*EXERCISE DETAILS*. Copy the lines verbatim, beginning with the line that contains "Pick out every instance of the large boulder" and continuing through the end of the data, and only those lines.

── ENTRIES SHOWN ──

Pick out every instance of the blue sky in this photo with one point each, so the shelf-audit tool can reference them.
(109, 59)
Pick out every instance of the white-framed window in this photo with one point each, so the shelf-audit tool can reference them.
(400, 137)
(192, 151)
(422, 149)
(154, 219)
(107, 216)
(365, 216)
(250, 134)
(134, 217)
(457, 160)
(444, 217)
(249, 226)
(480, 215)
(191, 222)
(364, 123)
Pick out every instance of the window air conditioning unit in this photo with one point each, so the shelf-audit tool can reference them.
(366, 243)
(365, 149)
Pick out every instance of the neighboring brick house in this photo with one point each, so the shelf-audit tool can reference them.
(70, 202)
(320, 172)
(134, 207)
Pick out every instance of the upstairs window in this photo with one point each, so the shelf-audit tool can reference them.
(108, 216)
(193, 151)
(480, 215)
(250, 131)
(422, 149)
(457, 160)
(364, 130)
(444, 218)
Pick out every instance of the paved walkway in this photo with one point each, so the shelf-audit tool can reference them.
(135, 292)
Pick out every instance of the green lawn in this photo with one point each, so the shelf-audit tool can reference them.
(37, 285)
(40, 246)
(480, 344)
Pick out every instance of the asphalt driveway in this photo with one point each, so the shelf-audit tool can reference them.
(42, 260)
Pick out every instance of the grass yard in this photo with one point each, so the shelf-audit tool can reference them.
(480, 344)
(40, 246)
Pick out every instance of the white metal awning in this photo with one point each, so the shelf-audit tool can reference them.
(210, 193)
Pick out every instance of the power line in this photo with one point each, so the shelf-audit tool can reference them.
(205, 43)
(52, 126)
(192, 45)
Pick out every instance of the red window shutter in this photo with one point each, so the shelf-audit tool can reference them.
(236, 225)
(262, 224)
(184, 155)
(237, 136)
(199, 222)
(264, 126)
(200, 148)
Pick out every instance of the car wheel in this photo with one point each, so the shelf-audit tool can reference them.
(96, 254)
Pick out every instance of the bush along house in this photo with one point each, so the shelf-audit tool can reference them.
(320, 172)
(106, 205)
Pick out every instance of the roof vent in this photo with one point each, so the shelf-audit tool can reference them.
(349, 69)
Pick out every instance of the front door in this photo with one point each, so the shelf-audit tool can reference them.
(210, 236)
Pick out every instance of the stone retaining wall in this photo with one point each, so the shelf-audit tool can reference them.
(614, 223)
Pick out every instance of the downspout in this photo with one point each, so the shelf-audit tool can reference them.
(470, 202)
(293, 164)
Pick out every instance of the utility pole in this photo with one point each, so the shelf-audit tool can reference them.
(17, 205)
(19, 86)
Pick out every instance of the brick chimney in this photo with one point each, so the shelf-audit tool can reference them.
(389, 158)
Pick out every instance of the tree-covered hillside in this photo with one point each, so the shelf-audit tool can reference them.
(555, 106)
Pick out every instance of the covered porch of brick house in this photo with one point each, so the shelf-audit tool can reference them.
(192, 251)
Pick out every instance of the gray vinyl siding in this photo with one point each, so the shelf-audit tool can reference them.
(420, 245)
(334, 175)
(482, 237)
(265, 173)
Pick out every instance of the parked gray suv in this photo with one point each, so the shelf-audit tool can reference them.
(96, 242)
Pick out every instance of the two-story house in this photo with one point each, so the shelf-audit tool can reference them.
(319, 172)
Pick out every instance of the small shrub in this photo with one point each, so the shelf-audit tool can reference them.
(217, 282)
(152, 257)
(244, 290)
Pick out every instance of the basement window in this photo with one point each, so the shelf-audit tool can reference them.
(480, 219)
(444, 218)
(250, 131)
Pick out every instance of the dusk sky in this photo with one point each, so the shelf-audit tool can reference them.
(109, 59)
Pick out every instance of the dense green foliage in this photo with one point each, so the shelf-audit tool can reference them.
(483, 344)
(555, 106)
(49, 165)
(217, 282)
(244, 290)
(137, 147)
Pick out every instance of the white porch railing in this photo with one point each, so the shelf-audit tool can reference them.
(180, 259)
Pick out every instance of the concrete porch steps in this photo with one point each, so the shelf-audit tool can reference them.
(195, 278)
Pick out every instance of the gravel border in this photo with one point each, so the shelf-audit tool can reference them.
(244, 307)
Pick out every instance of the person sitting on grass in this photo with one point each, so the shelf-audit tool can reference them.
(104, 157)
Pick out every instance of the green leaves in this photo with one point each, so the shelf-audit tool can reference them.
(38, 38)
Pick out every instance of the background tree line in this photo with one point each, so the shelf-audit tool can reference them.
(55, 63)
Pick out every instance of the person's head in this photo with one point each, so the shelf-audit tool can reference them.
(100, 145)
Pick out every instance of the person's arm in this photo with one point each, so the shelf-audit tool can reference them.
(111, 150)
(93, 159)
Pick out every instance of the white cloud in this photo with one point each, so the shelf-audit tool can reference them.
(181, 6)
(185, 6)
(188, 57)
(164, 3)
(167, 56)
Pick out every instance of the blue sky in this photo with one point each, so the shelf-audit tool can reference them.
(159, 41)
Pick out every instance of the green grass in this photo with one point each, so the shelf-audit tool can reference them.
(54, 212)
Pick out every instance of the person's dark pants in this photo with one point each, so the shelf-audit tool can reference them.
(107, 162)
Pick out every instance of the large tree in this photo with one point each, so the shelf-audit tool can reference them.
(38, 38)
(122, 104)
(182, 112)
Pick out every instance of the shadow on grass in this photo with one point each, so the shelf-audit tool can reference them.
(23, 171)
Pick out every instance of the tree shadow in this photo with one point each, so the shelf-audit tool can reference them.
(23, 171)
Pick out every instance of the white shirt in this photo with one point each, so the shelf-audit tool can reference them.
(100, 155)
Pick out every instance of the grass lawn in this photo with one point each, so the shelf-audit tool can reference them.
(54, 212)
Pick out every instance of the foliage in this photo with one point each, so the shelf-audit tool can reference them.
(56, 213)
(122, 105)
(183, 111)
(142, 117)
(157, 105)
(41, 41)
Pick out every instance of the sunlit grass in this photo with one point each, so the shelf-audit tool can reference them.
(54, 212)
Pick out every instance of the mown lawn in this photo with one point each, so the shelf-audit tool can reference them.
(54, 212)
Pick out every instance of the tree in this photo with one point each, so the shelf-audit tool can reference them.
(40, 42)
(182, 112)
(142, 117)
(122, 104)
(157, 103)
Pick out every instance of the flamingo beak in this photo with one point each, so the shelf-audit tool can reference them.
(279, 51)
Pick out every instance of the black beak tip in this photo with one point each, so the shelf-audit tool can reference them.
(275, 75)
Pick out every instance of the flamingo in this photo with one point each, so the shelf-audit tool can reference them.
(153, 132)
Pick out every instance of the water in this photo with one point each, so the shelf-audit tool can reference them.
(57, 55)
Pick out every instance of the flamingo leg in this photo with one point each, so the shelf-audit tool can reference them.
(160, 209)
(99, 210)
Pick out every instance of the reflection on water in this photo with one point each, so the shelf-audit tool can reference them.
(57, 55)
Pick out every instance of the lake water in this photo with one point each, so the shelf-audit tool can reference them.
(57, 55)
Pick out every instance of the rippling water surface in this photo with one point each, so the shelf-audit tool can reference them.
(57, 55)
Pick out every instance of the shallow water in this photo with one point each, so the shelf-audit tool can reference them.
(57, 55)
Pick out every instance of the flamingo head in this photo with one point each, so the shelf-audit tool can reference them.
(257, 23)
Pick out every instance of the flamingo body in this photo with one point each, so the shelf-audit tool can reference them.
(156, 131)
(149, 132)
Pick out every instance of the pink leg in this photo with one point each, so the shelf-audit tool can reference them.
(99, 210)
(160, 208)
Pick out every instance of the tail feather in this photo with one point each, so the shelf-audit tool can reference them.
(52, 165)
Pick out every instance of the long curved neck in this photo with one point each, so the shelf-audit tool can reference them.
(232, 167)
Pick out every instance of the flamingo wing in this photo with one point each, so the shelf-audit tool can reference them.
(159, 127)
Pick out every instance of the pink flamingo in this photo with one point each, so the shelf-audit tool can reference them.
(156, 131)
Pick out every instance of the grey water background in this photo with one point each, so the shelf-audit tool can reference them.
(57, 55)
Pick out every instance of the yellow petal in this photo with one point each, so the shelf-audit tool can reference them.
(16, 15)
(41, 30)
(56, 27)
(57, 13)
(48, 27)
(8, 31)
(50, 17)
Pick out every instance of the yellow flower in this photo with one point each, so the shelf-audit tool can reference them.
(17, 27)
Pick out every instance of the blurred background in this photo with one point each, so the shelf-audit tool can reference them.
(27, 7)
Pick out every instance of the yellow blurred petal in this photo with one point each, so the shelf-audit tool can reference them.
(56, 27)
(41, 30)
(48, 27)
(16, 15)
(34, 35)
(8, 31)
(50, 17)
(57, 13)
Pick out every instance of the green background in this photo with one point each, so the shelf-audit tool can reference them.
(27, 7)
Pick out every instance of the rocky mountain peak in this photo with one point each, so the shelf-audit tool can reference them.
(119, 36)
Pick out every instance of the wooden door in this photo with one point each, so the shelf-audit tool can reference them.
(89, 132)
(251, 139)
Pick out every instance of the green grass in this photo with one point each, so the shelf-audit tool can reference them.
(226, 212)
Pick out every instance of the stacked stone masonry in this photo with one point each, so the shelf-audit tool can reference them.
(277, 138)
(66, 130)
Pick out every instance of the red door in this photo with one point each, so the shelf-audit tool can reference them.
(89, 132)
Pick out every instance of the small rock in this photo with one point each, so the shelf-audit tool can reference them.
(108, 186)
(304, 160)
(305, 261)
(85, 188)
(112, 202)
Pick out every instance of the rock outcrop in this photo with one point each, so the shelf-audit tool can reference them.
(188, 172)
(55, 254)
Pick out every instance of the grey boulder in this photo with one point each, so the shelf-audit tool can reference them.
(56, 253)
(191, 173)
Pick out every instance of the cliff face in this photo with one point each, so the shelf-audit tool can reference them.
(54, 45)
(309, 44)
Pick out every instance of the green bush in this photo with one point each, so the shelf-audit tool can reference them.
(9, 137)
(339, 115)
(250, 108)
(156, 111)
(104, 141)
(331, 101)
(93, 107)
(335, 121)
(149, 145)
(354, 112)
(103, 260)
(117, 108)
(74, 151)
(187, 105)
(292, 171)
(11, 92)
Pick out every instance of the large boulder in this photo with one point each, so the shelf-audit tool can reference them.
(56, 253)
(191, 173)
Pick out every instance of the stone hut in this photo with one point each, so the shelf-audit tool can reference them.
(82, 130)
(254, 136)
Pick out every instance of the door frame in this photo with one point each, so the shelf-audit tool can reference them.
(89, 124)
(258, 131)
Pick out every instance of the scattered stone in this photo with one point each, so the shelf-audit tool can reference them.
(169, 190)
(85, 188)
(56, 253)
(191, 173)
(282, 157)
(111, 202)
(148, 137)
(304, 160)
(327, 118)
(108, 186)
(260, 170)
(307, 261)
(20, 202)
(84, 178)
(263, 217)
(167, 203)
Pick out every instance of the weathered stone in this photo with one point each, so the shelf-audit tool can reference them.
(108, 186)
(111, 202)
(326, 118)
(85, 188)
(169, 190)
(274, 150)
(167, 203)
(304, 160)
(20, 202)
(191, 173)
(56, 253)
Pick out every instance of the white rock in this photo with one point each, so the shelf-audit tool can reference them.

───

*EXERCISE OUTPUT*.
Pick out every instance of the large boulder in this photo with one point each, so the shelf-audit tool can reference them.
(56, 253)
(191, 173)
Pick out every instance of the stone hut in this photo with one point each, so the shelf-audit tool can reference them.
(82, 130)
(254, 136)
Pick out every instance of the door frame in this photo with one point each, so the shelf-audit tool can reference them.
(89, 124)
(258, 131)
Pick out every instance of the scattered stone in this photo with one point each, so the shelf-audit tool can reference them.
(169, 190)
(85, 188)
(56, 253)
(191, 173)
(282, 157)
(111, 202)
(148, 137)
(304, 160)
(327, 118)
(108, 186)
(260, 170)
(307, 261)
(20, 202)
(84, 178)
(263, 217)
(167, 203)
Pick out every instance of the weathered stone in this photo with one point each, so the shelf-audit tool can reference them.
(108, 186)
(111, 202)
(326, 118)
(85, 188)
(169, 190)
(274, 150)
(167, 203)
(304, 160)
(20, 202)
(191, 173)
(56, 253)
Pick out every instance of the white rock in this photo with one point each, so the shelf-audit tool can reference them.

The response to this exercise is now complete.